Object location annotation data
────────────────────────────────────────

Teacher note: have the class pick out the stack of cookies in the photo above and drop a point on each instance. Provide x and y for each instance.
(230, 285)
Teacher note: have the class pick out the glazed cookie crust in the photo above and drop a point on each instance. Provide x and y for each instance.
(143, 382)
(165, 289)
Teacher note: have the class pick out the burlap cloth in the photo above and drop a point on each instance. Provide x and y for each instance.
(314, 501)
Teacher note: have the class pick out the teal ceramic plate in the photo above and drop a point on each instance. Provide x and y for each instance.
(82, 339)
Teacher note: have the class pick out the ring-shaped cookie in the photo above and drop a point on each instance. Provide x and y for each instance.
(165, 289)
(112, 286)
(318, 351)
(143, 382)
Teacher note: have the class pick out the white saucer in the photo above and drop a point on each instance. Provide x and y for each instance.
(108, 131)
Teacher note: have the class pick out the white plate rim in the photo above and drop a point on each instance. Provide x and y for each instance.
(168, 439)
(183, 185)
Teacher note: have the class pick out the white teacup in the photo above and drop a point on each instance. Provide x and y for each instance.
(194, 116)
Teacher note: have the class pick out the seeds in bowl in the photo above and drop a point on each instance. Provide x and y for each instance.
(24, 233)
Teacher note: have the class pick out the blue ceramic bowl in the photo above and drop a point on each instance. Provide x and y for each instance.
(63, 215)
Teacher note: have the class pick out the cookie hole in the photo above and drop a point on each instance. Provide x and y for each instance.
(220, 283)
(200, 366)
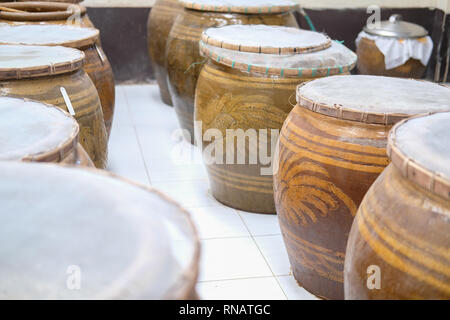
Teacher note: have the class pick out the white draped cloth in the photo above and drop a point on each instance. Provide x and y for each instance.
(398, 51)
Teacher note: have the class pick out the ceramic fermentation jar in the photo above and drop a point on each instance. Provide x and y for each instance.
(332, 148)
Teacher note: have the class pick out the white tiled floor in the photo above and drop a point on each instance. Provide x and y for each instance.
(243, 255)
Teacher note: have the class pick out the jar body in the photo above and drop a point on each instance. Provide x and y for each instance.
(84, 99)
(184, 61)
(99, 69)
(228, 99)
(160, 21)
(325, 166)
(371, 61)
(404, 231)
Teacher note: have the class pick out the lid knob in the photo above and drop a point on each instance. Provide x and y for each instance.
(395, 18)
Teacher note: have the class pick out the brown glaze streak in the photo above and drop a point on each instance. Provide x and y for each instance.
(160, 21)
(230, 99)
(325, 167)
(85, 101)
(403, 229)
(183, 57)
(371, 61)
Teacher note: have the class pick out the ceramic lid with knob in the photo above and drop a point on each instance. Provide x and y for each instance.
(65, 234)
(395, 27)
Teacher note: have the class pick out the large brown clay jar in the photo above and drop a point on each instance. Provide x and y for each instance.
(36, 132)
(38, 12)
(160, 21)
(39, 73)
(96, 63)
(183, 57)
(371, 61)
(233, 96)
(332, 148)
(399, 243)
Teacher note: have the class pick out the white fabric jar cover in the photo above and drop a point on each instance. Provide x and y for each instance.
(398, 51)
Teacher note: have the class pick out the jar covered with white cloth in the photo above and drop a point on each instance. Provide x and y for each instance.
(394, 48)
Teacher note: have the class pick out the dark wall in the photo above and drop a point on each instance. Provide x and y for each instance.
(124, 35)
(345, 24)
(124, 39)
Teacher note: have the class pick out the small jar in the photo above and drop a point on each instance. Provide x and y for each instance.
(394, 48)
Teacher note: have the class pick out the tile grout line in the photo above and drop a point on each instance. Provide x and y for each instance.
(237, 279)
(259, 249)
(137, 137)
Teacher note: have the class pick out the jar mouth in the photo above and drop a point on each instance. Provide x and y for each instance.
(58, 60)
(240, 8)
(41, 11)
(411, 166)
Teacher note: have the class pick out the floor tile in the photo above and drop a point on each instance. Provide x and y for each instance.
(261, 224)
(242, 289)
(232, 258)
(293, 291)
(193, 193)
(218, 222)
(125, 158)
(274, 251)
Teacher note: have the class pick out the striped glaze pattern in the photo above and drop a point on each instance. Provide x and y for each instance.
(85, 102)
(160, 21)
(405, 231)
(99, 69)
(184, 62)
(229, 99)
(325, 166)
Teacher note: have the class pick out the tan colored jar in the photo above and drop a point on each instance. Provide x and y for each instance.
(160, 21)
(247, 92)
(400, 236)
(96, 64)
(183, 58)
(332, 148)
(55, 12)
(37, 132)
(42, 74)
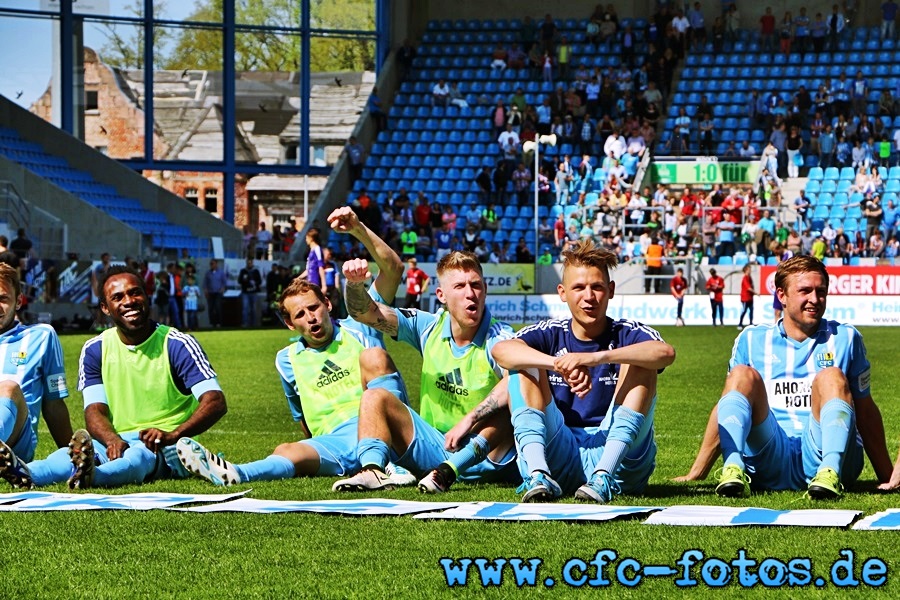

────────────────────────────────────────

Set task:
Gather every line of the material above that contains the word "cloth", and copy each of those lines in full.

In response:
Teacher note: have the class pick out the burlap cloth in the photo above and drop a point on each instance. Provide x and y for each instance.
Teacher note: have the class pick out the white draped cloth in the photo above and drop a point on each instance. Provide x and y for each instance.
Teacher note: have the class pick out the jar covered with white cloth in the photo above and drop a point on each instance. Provide x and y for each instance.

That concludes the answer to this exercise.